— YOUR GOAL —
Render as a numbered list the lines from the one containing "the dark blue" through the one containing "point(81, 39)", both included, omitting any blank lines.

— MATERIAL FOR THIS EXERCISE —
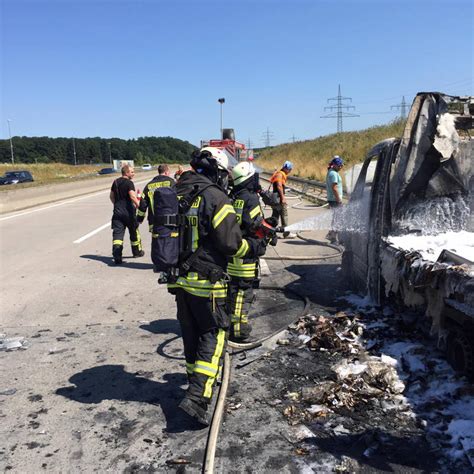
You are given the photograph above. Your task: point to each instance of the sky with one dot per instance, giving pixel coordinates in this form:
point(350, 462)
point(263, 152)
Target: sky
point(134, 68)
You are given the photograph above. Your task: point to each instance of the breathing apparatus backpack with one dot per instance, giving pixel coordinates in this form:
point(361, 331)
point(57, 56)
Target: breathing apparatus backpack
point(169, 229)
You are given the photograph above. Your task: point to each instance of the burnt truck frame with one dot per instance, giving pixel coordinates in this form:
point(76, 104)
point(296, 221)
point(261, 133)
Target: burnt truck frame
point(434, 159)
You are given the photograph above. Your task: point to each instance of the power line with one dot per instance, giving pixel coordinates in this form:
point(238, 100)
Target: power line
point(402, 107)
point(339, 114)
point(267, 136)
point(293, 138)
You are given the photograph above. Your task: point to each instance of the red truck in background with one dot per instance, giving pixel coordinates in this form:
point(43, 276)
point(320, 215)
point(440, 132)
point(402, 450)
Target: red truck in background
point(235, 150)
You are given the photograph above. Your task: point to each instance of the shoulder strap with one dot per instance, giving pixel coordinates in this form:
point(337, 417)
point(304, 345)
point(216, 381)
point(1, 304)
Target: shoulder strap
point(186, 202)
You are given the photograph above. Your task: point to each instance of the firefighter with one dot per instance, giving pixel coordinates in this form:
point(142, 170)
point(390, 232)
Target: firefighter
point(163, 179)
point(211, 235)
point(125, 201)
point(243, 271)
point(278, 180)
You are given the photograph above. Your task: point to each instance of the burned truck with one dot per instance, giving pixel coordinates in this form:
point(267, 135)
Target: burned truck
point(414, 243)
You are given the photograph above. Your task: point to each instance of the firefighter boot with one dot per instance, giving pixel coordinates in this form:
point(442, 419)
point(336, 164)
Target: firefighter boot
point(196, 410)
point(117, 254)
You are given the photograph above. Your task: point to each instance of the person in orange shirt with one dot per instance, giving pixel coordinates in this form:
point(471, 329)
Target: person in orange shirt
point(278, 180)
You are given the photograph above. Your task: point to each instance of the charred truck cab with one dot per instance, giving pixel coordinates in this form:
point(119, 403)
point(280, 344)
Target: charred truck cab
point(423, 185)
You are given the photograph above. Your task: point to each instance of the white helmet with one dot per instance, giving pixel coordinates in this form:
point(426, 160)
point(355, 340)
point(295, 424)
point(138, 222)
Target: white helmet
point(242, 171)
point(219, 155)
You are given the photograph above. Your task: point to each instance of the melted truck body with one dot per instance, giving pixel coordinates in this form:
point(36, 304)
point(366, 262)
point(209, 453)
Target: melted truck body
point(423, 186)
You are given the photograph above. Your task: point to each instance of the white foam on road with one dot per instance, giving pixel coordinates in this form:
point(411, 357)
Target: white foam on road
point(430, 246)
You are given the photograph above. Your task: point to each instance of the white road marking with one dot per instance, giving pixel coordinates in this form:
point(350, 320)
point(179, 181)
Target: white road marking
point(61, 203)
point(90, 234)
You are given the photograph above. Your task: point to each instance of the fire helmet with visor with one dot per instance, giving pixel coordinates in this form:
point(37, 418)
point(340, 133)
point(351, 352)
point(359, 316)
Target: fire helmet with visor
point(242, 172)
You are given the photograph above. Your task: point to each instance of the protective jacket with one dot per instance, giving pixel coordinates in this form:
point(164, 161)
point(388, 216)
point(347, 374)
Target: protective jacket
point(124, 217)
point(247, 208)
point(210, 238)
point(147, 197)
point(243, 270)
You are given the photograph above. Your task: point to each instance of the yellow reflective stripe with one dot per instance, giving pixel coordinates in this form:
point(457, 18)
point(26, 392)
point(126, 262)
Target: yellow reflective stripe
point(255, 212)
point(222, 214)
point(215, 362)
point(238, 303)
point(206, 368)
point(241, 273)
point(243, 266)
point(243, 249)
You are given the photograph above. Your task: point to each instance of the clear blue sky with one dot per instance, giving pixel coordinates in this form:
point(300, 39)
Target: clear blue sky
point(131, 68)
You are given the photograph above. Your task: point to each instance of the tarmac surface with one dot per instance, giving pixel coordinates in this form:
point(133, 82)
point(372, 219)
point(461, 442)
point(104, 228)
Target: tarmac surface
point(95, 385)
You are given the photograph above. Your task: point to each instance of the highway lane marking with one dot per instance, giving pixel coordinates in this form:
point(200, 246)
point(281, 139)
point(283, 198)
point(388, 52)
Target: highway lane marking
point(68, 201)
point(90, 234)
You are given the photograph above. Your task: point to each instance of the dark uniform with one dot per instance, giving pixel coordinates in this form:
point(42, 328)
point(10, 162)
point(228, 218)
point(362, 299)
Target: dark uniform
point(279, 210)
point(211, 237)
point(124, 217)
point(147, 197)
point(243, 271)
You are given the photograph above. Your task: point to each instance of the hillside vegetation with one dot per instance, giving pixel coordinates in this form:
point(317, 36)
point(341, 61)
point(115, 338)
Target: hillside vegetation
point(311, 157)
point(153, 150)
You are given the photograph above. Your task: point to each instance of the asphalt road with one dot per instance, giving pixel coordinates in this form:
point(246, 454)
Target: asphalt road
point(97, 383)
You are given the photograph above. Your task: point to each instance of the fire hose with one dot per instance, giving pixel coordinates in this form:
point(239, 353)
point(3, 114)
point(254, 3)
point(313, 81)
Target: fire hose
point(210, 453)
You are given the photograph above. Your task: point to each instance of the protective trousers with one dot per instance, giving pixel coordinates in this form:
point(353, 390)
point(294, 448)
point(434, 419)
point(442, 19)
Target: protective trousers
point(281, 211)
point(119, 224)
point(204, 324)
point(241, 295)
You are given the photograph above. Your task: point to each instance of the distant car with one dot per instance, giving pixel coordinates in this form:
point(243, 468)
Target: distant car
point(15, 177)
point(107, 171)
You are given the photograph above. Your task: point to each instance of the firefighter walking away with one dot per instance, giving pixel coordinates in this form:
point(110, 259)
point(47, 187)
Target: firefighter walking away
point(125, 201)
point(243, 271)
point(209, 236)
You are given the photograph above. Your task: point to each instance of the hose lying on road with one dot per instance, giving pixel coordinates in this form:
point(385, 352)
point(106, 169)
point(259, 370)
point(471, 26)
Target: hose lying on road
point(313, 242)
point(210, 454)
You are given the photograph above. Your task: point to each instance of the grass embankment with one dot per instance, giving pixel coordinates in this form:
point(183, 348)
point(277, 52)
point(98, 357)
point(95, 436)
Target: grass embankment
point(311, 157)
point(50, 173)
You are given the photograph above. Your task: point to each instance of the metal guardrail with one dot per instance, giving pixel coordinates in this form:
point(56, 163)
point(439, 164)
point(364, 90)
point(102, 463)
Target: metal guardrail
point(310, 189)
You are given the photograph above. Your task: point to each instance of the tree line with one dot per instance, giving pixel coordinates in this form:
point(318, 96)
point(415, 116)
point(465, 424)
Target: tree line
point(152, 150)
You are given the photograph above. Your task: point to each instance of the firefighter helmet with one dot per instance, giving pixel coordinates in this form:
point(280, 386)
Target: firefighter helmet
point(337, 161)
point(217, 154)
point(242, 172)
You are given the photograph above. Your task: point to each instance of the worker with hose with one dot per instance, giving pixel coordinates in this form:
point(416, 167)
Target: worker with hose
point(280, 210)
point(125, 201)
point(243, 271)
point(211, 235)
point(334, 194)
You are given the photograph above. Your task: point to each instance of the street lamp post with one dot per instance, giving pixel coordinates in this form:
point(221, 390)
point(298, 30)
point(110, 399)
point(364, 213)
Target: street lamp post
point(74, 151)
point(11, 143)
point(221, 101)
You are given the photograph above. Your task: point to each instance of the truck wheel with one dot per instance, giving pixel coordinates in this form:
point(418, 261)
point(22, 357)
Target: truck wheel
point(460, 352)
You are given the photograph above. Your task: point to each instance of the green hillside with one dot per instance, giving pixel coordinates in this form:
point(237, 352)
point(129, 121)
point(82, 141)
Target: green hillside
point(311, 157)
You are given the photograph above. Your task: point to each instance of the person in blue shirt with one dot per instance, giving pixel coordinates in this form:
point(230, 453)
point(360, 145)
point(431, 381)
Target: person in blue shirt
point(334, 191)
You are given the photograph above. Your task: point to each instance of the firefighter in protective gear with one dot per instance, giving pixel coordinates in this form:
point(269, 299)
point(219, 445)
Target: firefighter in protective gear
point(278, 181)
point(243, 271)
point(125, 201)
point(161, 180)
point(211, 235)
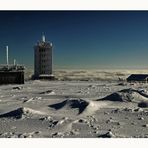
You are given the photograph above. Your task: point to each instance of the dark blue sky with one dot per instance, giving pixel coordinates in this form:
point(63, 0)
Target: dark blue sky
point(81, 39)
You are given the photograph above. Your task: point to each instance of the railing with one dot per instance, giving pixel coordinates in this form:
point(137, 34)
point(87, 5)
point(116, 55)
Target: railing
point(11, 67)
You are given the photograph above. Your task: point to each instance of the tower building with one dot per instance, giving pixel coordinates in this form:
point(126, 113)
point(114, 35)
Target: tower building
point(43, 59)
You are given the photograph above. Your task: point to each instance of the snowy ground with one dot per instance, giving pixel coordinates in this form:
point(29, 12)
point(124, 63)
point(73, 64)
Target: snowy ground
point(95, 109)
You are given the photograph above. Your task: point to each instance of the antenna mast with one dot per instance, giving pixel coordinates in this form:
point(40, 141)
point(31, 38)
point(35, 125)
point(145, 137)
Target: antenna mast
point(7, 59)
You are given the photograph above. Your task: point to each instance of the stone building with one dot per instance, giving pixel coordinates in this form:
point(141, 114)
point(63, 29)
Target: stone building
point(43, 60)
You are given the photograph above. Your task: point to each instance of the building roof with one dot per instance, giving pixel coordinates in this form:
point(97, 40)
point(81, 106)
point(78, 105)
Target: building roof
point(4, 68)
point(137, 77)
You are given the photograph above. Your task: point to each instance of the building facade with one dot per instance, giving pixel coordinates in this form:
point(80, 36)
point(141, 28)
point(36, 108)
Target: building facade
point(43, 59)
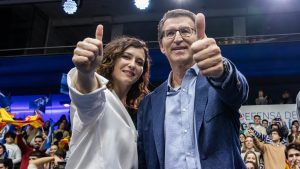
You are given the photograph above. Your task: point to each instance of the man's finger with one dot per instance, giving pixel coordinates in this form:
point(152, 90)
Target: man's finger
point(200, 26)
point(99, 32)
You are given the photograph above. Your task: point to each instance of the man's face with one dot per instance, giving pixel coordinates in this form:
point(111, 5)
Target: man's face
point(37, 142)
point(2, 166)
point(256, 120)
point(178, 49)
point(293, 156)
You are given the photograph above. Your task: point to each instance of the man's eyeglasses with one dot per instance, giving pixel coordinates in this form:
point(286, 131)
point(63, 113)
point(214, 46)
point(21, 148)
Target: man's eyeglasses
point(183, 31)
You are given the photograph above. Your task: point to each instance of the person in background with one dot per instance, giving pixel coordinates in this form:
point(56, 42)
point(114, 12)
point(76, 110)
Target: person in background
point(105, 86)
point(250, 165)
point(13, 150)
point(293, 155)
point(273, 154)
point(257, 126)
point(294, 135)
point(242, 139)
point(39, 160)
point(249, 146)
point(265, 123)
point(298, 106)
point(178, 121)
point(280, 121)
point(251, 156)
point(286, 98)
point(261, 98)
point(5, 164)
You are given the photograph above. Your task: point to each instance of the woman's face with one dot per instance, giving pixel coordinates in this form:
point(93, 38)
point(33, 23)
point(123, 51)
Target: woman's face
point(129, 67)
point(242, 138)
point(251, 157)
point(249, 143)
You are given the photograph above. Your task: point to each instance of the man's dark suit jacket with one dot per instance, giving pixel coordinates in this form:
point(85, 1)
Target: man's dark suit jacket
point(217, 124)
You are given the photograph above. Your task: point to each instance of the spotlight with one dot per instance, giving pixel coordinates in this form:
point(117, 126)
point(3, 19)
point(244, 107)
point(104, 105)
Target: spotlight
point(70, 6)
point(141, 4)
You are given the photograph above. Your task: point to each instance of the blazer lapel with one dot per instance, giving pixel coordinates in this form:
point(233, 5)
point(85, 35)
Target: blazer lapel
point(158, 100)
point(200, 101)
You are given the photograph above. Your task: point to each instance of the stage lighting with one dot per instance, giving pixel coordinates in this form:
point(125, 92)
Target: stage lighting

— SOLVED EXERCISE —
1. You are given the photograph above. Your task: point to each instance of the dark blue sky with one dot per instance, giving pixel coordinates in this form:
2. point(63, 0)
3. Target: dark blue sky
4. point(81, 39)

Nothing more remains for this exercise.